Collected data entries:
++++++

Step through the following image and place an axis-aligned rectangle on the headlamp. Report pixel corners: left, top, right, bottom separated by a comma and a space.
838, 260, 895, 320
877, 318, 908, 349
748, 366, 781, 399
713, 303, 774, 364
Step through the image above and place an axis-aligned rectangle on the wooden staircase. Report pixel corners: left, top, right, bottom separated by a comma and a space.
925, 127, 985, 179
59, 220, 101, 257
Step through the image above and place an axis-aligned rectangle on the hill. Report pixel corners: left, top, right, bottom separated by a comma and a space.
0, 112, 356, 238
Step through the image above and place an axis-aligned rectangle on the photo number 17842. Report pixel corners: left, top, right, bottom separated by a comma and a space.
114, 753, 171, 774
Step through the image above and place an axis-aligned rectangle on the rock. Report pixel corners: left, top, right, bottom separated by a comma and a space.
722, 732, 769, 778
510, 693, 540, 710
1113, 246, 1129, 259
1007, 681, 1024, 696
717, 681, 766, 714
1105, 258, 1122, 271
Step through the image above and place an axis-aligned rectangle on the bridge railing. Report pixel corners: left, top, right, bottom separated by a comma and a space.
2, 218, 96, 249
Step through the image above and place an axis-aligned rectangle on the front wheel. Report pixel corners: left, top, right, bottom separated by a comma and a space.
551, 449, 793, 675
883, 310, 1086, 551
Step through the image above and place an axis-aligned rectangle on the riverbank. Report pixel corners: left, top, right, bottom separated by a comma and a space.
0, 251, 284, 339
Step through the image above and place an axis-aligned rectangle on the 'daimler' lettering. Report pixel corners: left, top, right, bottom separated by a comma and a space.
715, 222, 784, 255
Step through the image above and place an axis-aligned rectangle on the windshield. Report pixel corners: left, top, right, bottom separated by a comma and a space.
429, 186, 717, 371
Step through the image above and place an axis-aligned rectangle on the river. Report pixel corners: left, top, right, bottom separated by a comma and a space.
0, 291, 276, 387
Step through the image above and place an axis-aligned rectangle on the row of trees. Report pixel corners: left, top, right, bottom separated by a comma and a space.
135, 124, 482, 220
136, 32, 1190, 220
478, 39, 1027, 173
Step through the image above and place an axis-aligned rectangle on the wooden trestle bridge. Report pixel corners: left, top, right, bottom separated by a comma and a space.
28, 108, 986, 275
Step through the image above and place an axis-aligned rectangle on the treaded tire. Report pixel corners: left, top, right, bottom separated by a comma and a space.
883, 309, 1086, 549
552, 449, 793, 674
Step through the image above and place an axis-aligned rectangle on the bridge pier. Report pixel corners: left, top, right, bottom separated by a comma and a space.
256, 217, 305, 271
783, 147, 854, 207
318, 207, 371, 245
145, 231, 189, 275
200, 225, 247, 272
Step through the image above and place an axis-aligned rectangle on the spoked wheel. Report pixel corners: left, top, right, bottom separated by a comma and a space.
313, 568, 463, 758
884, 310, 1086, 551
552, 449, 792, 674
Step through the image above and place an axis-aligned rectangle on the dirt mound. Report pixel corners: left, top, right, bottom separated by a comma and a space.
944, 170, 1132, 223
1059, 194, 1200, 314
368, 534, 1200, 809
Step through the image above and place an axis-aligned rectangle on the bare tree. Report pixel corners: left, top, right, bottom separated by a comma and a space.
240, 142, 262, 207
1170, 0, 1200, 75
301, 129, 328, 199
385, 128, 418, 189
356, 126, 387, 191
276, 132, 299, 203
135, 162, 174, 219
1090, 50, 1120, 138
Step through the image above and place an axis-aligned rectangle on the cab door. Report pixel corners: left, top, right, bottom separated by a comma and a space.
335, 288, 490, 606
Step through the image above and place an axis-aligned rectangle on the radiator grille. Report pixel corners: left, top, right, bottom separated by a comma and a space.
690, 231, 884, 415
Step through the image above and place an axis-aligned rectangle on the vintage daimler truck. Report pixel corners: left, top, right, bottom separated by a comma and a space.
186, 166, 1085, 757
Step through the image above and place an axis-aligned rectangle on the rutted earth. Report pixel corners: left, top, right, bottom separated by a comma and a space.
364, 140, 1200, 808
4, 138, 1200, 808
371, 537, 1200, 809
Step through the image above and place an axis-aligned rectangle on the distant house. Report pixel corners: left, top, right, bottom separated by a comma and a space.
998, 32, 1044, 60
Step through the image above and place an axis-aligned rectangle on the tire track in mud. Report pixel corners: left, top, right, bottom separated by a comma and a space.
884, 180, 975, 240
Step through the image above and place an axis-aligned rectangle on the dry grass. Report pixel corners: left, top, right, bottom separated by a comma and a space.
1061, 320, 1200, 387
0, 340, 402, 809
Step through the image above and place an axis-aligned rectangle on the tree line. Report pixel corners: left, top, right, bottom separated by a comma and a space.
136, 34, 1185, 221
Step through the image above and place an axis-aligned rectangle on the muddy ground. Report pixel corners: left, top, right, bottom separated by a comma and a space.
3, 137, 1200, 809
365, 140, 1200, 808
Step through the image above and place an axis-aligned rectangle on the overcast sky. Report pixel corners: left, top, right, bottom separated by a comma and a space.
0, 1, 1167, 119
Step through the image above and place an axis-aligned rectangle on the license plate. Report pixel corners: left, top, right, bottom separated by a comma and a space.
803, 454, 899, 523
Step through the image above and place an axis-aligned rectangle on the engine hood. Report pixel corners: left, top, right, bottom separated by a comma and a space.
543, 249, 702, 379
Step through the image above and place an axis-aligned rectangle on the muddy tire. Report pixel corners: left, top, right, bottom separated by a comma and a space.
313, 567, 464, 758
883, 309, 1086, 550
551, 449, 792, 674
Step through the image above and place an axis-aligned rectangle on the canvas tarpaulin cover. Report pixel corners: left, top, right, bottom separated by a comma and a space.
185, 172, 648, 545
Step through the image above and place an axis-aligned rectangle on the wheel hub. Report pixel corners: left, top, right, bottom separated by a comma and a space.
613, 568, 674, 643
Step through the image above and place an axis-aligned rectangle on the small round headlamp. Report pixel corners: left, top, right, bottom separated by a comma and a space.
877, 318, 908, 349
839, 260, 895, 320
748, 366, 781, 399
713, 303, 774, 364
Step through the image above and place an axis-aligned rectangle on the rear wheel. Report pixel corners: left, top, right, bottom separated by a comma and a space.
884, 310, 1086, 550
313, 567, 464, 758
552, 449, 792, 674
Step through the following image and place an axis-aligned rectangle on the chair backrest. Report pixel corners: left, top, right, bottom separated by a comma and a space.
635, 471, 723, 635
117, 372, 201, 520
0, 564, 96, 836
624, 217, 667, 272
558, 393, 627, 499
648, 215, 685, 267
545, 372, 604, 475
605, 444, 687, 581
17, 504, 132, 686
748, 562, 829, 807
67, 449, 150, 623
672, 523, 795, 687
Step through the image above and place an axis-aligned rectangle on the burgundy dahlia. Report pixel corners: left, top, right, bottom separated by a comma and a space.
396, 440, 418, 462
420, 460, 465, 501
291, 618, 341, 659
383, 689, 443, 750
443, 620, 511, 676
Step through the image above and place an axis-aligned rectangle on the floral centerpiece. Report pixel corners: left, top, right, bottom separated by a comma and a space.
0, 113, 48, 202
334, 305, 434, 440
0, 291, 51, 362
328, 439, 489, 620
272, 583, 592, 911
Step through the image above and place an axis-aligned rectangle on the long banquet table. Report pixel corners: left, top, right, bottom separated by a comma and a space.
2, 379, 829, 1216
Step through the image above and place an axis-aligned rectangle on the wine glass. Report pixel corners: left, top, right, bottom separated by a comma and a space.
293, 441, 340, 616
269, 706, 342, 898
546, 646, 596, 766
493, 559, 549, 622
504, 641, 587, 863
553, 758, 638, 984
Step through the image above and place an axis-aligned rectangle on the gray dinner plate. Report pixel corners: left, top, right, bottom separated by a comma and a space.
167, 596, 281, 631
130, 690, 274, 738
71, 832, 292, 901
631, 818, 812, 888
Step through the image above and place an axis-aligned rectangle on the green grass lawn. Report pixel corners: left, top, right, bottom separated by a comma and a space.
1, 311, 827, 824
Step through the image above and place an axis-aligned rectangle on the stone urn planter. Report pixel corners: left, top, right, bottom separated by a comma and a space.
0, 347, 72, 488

++++++

◆ Exercise
Only the lines from the one containing "on the stone" through the end of the records above belong in the output, each exactly as it stands, both ends included.

◆ Answer below
Step through the image above and place an axis-aligned rectangle on the stone urn planter. Report pixel corners: left, top, right, bottom separated by a comma and a space.
0, 347, 72, 488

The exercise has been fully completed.